▸ TEXT PROVIDED
● ● ● ● ●

As trust in our institutions fades, local news suffers from layoffs and closures, and communities continue to suffer in America, the Knight Media Forum brought the brightest minds in media together to discuss ways to turn the tide. For the 13th annual Forum, the largest group of practitioners and funders ever (more than 600 people) convened in Miami from Feb. 24-26.

“We need a broad and deep coalition of Americans who give a damn about our democracy,” said Knight Foundation Alberto Ibargüen. “Let’s think about what we can do to convince our friends and colleagues that this is not a spectator sport, that if you’re an American who cares, you belong in this game as a player. Let’s make sustainability the through-line of the Knight Media Forum.”

Coming on the heels of last year’s announcement from Knight that it would invest $300 million to reinvigorate local news over the next five years, this year’s Forum was an update and continuation of those efforts, with the American Journalism Project having announced its first set of grantees, Report for America saying it would place 250 reporters in newsrooms this year, and ProPublica adding to its growing Local Reporting Network in investigative journalism.

● ● ● ● ●

[Records from a collection]
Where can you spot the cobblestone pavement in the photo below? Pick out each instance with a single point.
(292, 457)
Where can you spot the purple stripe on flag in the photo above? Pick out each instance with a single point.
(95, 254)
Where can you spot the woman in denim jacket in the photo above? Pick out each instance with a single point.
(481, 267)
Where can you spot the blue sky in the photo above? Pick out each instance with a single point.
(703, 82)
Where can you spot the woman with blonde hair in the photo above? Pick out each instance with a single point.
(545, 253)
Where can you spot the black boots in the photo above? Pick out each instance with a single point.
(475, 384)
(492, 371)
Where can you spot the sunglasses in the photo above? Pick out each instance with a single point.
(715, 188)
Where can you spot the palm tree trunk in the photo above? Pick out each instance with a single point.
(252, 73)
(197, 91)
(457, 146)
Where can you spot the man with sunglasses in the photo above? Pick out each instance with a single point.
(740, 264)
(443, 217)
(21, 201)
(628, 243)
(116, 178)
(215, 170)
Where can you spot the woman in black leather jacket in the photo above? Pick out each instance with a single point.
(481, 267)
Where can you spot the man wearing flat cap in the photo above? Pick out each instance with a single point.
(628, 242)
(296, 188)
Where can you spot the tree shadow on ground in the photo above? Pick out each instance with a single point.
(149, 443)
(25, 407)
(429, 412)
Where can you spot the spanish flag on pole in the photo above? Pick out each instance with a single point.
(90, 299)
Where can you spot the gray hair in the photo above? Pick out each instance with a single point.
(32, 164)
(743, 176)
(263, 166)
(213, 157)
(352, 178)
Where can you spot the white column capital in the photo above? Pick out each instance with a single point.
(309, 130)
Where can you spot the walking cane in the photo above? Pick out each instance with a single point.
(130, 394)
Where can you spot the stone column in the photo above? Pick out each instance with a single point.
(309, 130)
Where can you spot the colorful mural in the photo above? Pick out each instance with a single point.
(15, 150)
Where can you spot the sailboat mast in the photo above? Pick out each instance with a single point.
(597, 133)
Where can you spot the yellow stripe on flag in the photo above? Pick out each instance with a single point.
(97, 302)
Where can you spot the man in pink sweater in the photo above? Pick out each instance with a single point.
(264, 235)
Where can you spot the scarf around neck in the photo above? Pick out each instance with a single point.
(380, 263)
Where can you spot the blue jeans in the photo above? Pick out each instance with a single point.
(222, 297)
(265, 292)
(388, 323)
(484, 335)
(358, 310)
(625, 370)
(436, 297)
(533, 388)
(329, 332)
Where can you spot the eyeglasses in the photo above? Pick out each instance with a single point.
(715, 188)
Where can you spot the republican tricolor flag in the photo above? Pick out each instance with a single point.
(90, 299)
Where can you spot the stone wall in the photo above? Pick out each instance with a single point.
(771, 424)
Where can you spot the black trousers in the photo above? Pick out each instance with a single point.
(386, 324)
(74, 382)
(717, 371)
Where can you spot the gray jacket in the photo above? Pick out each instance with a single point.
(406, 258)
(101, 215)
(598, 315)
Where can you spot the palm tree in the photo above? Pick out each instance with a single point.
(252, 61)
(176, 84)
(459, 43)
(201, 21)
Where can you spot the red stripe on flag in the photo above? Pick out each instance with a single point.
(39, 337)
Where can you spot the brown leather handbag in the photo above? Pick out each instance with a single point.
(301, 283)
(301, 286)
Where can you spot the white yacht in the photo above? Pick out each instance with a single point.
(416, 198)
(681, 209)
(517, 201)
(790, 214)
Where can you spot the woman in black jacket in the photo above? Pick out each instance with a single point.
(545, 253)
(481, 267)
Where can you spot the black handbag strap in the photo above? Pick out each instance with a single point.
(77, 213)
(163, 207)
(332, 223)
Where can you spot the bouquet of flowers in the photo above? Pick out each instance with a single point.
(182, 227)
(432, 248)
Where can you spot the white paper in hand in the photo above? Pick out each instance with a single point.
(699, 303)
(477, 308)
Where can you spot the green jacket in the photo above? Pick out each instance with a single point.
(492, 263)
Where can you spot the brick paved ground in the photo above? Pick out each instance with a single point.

● ● ● ● ●

▸ REQUIREMENTS
Continue the text on the Knight Media Forum, starting after its last sentence. The lines are not needed for anything here.

▸ WRITTEN REPLY
But Knight Foundation sees that as just a starting point, and invited hundreds of community and family foundations to the Forum who were either funding local news efforts or considering it. As Ibargüen pointed out later, there were 20 or more foundations from Georgia alone attending as they considered making local news a major subject of philanthropy. 

And the challenges for local news and communities are significant. As newspapers shutter or become “ghost newspapers” run by hedge funds, more publishers are considering the nonprofit model, as well as emerging models such as cooperatives. And while many larger cities have benefited from the economic and technology boom in jobs and growth, many distressed towns and rural areas have been left behind. The media has had a long problem with diversity, equity and inclusion, not reflecting or engaging with communities of color—as panelists made clear, this is still a pressing concern.

More broadly, the struggles of local news equate to a struggle for communities who are not civically engaged, threatening our democracy. The platforms where we get our news and information, including Facebook, Twitter, YouTube and Instagram, are controlled by private companies with little oversight from governments, especially here in the States. That has led to the continued spread of misinformation and manipulation of people as they begin to vote in primaries and the general election for 2020 in the United States.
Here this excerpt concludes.